[Data about object locations]
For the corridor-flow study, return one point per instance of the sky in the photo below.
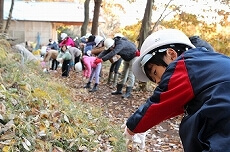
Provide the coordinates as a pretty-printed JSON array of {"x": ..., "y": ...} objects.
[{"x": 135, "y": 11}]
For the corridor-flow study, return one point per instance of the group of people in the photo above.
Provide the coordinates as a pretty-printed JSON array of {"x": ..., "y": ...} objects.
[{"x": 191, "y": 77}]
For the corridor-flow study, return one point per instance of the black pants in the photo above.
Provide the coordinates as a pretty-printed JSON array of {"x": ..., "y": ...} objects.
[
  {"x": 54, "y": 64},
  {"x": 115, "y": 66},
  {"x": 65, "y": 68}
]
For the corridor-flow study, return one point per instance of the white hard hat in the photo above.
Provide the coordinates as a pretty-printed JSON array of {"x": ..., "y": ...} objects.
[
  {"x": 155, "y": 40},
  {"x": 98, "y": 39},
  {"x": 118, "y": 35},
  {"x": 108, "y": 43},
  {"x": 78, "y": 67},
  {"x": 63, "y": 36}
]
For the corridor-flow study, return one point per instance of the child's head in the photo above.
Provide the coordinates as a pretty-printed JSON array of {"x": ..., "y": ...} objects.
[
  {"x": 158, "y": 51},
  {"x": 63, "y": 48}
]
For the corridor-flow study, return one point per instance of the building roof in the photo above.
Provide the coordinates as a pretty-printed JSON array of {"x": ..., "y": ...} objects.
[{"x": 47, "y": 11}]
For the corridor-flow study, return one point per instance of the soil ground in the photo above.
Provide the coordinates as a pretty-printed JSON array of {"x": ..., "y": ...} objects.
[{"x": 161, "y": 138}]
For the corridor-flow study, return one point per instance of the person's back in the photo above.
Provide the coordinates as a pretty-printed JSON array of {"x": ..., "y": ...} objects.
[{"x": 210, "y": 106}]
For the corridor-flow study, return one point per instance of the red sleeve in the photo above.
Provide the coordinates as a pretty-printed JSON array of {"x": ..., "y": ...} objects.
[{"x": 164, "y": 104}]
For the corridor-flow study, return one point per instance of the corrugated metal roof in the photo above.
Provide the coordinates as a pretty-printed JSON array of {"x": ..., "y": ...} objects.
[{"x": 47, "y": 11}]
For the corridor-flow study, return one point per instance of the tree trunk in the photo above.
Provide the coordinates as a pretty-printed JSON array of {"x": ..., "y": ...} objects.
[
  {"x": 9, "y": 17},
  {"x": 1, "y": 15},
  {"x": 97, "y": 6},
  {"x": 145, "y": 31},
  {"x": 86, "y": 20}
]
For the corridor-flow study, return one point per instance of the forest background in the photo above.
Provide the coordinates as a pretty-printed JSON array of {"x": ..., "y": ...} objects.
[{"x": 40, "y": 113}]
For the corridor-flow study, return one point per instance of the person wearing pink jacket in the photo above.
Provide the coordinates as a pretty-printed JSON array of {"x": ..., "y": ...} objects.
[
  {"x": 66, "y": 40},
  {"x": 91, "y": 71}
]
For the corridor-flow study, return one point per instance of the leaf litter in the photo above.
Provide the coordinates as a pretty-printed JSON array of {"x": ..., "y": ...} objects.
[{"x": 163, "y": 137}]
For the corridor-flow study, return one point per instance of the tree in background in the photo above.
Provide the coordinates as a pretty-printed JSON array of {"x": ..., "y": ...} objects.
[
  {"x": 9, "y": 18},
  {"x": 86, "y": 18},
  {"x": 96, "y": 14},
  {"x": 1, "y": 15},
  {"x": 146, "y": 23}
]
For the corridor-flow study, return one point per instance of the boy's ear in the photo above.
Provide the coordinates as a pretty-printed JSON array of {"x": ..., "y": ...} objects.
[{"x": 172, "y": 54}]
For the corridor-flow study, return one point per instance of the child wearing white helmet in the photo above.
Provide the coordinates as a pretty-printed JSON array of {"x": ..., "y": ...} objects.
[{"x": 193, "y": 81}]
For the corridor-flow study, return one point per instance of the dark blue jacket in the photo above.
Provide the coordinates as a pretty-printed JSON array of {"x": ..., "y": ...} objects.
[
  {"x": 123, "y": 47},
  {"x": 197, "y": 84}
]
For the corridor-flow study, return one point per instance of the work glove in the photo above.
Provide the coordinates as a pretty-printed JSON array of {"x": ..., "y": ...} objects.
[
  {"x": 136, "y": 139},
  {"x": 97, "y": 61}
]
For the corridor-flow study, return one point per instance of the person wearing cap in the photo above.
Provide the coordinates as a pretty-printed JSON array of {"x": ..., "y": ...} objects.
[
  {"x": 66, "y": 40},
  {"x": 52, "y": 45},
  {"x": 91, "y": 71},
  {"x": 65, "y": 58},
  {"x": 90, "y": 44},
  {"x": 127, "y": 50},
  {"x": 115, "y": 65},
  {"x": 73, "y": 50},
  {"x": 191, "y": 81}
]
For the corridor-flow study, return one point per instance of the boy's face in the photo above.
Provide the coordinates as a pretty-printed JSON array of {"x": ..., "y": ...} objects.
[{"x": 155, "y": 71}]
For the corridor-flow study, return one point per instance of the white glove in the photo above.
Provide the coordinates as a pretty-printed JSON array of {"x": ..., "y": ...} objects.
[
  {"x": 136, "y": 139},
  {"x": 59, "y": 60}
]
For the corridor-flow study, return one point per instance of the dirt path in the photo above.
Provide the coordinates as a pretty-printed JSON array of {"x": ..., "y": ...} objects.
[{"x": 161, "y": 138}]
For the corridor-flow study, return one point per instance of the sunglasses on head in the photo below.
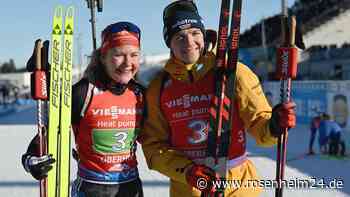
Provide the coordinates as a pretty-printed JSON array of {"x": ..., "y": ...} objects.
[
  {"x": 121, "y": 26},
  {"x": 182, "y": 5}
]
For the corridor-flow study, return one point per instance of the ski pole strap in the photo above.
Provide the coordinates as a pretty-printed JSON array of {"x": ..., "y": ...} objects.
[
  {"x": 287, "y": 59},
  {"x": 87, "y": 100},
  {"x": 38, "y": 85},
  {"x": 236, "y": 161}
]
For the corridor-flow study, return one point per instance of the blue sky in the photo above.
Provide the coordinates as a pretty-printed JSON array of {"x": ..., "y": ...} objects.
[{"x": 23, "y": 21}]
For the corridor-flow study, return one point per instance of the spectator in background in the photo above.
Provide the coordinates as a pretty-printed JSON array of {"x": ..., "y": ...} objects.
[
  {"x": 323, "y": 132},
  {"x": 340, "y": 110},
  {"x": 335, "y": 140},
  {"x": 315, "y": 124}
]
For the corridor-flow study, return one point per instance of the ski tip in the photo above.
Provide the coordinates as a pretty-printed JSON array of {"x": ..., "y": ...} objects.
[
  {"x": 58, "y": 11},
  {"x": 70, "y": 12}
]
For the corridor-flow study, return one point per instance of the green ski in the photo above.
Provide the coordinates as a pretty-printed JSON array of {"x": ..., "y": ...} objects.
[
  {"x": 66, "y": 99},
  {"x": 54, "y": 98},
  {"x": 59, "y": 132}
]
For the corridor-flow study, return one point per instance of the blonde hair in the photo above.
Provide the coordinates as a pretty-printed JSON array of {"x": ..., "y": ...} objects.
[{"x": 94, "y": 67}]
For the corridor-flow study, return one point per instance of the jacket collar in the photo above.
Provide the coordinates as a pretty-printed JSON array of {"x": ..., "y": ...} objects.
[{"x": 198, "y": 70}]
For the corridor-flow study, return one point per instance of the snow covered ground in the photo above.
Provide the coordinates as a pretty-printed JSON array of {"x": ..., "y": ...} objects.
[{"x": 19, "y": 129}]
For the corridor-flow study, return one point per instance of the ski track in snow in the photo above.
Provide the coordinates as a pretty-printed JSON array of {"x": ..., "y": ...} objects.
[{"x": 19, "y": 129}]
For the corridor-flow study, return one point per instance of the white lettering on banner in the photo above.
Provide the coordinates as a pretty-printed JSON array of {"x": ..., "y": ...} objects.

[Description of the task]: Give back all of the data above word for word, leaving out the pictures.

[Answer to the exercise]:
For the corridor-flow study, return one point per instance of the sky in the photo below.
Provide the coordinates as a pretty-printed JSON array of {"x": ..., "y": ...} objects.
[{"x": 135, "y": 11}]
For the corridor-flow study, return one point per instance of the group of people in the photo above.
Provide the coordinates as a pretty-printed JSON array of {"x": ..., "y": ...} objects.
[{"x": 191, "y": 77}]
For the corridor-flow study, return one point per instance of the black pants in the photo above.
Provide the coordinates as a pretty-printed JSON array of {"x": ..., "y": ...} objects.
[
  {"x": 54, "y": 64},
  {"x": 115, "y": 66},
  {"x": 65, "y": 68}
]
For the corridor-flow study, return one point per instance of the white hard hat in the photo above.
Provide the coordinates as a pretty-printed JSON array of {"x": ..., "y": ...} objects.
[
  {"x": 155, "y": 40},
  {"x": 98, "y": 39},
  {"x": 118, "y": 35},
  {"x": 108, "y": 43},
  {"x": 78, "y": 67},
  {"x": 63, "y": 36}
]
For the corridor-flow study, return one point per instance of the child's head in the photo above.
Provide the coordinates as a pretty-printed JSON array of {"x": ..., "y": ...} objects.
[
  {"x": 158, "y": 51},
  {"x": 63, "y": 48}
]
For the corridor-flow study, return one point per instance of the building roof in the photo above.
Provide the coordinates as a pretty-printed JSON array of {"x": ..., "y": ...} objects.
[{"x": 47, "y": 11}]
For the corridor-flow study, return one point per instance of the soil ground in the photo above.
Provide the coordinates as a pretty-printed JSON array of {"x": ..., "y": ...} objects.
[{"x": 161, "y": 138}]
For the corridor-flow study, return one point per instance of the person's back in the photo above.
Provide the coordinates as a pretty-printed JSON array of {"x": ..., "y": ...} objects.
[{"x": 210, "y": 106}]
For the corridor-flow study, return one point per instance of the red sleeve in the photo above.
Provide the coordinates as a pretty-printed JSON array of {"x": ..., "y": ...} objects.
[{"x": 164, "y": 104}]
For the corridor-flow study, return one point per instance of the corrugated metal roof in the photo above.
Provide the coordinates as a pretty-printed JSON array of {"x": ..., "y": ...} objects.
[{"x": 47, "y": 11}]
For the corridor-flow study, return one point per instance of the tree trunk in the photo above.
Provide the coordinates as a pretty-printed JSON array of {"x": ..., "y": ...} objects.
[
  {"x": 9, "y": 17},
  {"x": 1, "y": 15},
  {"x": 97, "y": 6},
  {"x": 145, "y": 31},
  {"x": 86, "y": 20}
]
For the corridor-flow study, return one point per instance of the forest background in the photo above.
Provide the coordinates as a pretty-printed JSON array of {"x": ..., "y": ...} objects.
[{"x": 40, "y": 113}]
For the corridor-flow study, return one point per instance of the person wearing pink jacket in the photo above.
Provide the coordinates as a pretty-printed JSON array of {"x": ..., "y": ...} objects.
[
  {"x": 66, "y": 40},
  {"x": 91, "y": 71}
]
For the corridor-flow study, return one point per instance of the leaf litter in the photo above.
Provide the coordinates as a pretty-printed JSON array of {"x": ..., "y": ...} objects.
[{"x": 163, "y": 137}]
For the corridor-flow study, return one point per instance of the tree in background in the photo above.
Provide the coordinates as a pretty-printed JSON array of {"x": ..., "y": ...} objects.
[
  {"x": 9, "y": 18},
  {"x": 86, "y": 18},
  {"x": 96, "y": 14},
  {"x": 1, "y": 15},
  {"x": 146, "y": 23}
]
For the corridor-flow study, return one point per instance of the boy's ear in the photo above.
Provide the coordinates as a pretty-printed JSON array of {"x": ..., "y": ...} objects.
[{"x": 172, "y": 54}]
For the corridor-flow study, return one point per instance of the child wearing white helmet in the photo above.
Provide the coordinates as a pretty-printed JSON array of {"x": ..., "y": ...} objects.
[{"x": 193, "y": 81}]
For the corridor-flow study, return one point per instance of the dark blue jacket in the photo above.
Provide the coordinates as a pretty-printed JSON array of {"x": ..., "y": ...} objects.
[
  {"x": 123, "y": 47},
  {"x": 197, "y": 84}
]
For the corridor-flow study, return one point per instance of the work glove in the photo above.
Provide the coordinates as a pretty-printed JSON array of {"x": ..., "y": ...} objects.
[
  {"x": 136, "y": 139},
  {"x": 97, "y": 61}
]
For the corridor-flow study, return one point per instance of the person wearing cap in the photo above.
Provide the coordinates as a pretty-printed JSON array of {"x": ..., "y": ...} objects.
[
  {"x": 66, "y": 40},
  {"x": 52, "y": 45},
  {"x": 91, "y": 71},
  {"x": 65, "y": 58},
  {"x": 90, "y": 44},
  {"x": 127, "y": 50},
  {"x": 115, "y": 65},
  {"x": 73, "y": 50},
  {"x": 191, "y": 81}
]
For the corridor-flow study, return one point per instance of the boy's face in the photo above.
Provide the coordinates as a pretty-printed JSON array of {"x": ..., "y": ...} objects.
[{"x": 155, "y": 71}]
For the corridor-flow study, return one point per instance of the white glove in the photo above.
Provide the coordinates as a pretty-printed JSON array of {"x": ..., "y": ...} objects.
[
  {"x": 136, "y": 139},
  {"x": 59, "y": 60}
]
For the corridor-flow study, return one point per instance of the dirt path in the photo above.
Provide the coordinates as a pretty-printed JSON array of {"x": ..., "y": ...} objects.
[{"x": 161, "y": 138}]
For the corridor-flow study, return one point per instance of the sunglasses on head in the photo below.
Provide the coordinates as a pretty-printed JSON array of {"x": ..., "y": ...} objects.
[
  {"x": 121, "y": 26},
  {"x": 182, "y": 5}
]
For the corridor-flow study, return one point per instance of the ski pole strap in the photo above.
Provide the coordinates as a pretty-printed JSON array of {"x": ..., "y": ...} objects.
[
  {"x": 287, "y": 59},
  {"x": 87, "y": 100},
  {"x": 38, "y": 85},
  {"x": 236, "y": 161}
]
For the corridor-flow study, return one point per instance of the blue sky in the photo above.
Provide the coordinates as a pretty-printed JSON array of {"x": ..., "y": ...} objects.
[{"x": 23, "y": 21}]
For the corridor-flow study, return one point per instance of the spectator in background in the photo above.
Provide the coordinates as a pretty-printed JSON array of {"x": ..., "y": ...} objects.
[
  {"x": 323, "y": 132},
  {"x": 340, "y": 110},
  {"x": 335, "y": 140},
  {"x": 315, "y": 124}
]
For the corridor-flow study, return one point per instance of the ski tip in the photo above.
Provide the coordinates as a pretty-printed JSON array of {"x": ..., "y": ...} objects.
[
  {"x": 58, "y": 11},
  {"x": 70, "y": 12}
]
For the corridor-flow study, return one point per instance of the green ski in the photo above.
Provide the coordinates as a pretty-printed JSON array of {"x": ..., "y": ...} objects.
[
  {"x": 66, "y": 99},
  {"x": 54, "y": 98},
  {"x": 59, "y": 132}
]
For the corridor-flow study, return one point per instance of the blonde hair in the photo above.
Provide the coordinates as a pretty-printed JSON array of {"x": ..., "y": ...} objects.
[{"x": 94, "y": 67}]
For the corridor-flow study, return one point per instance of the jacket collar in the photo above.
Provide the coordinates as a pretty-printed JSON array of {"x": ..., "y": ...} objects.
[{"x": 198, "y": 70}]
For the corridor-flow study, return one point per instance of the snow covered ground in the photo above.
Provide the coordinates as a pretty-printed JSON array of {"x": ..., "y": ...} objects.
[{"x": 19, "y": 129}]
For the corridor-flow study, return one point per instance of the ski track in snow in the photo above.
Provide the coordinates as a pretty-printed JSON array of {"x": ..., "y": ...} objects.
[{"x": 19, "y": 129}]
For the corridor-flow study, return one point per instance of the white lettering on banner in the photo above.
Provide the coordinates as a pretty-printed JSON array of {"x": ..., "y": ...} objects.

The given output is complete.